STATED EXERCISE = Only the run of lines from the one containing "the red flower" through the last line should be returned, exactly as written.

+ + + +

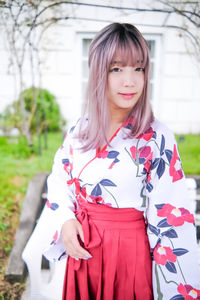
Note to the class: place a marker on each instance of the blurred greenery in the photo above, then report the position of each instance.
(18, 166)
(48, 113)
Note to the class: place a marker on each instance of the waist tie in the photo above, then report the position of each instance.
(94, 216)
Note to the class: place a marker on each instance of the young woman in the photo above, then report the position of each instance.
(117, 191)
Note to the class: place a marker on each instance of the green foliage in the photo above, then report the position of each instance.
(16, 170)
(41, 110)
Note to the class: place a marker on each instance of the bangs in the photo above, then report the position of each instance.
(130, 53)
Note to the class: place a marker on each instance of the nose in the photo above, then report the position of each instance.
(129, 80)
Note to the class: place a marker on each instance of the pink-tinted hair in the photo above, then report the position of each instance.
(128, 43)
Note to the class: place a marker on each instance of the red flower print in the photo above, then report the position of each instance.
(147, 164)
(77, 185)
(128, 123)
(147, 135)
(175, 168)
(175, 216)
(188, 292)
(163, 254)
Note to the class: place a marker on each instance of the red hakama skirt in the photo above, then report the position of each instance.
(121, 266)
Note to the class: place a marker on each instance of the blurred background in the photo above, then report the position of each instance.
(43, 75)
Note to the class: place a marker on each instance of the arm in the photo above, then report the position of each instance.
(171, 229)
(60, 208)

+ + + +

WRITTEN RESPONSE =
Note to the class: place a marker on each instance of the red flower print in the photo above, then report the position of each instance.
(147, 164)
(77, 185)
(128, 123)
(147, 135)
(175, 168)
(175, 216)
(188, 292)
(163, 254)
Note to the class: place a marker on each instance of the red hakama skirt in the photo above, then report the position of each instance.
(121, 266)
Note to the class: place a marker on each instance of the blurred background in the photo above, then report the position of each instance.
(43, 75)
Note to the class: place a marker on each instance of the arm in the photo above, then report the position of each instance.
(171, 229)
(60, 208)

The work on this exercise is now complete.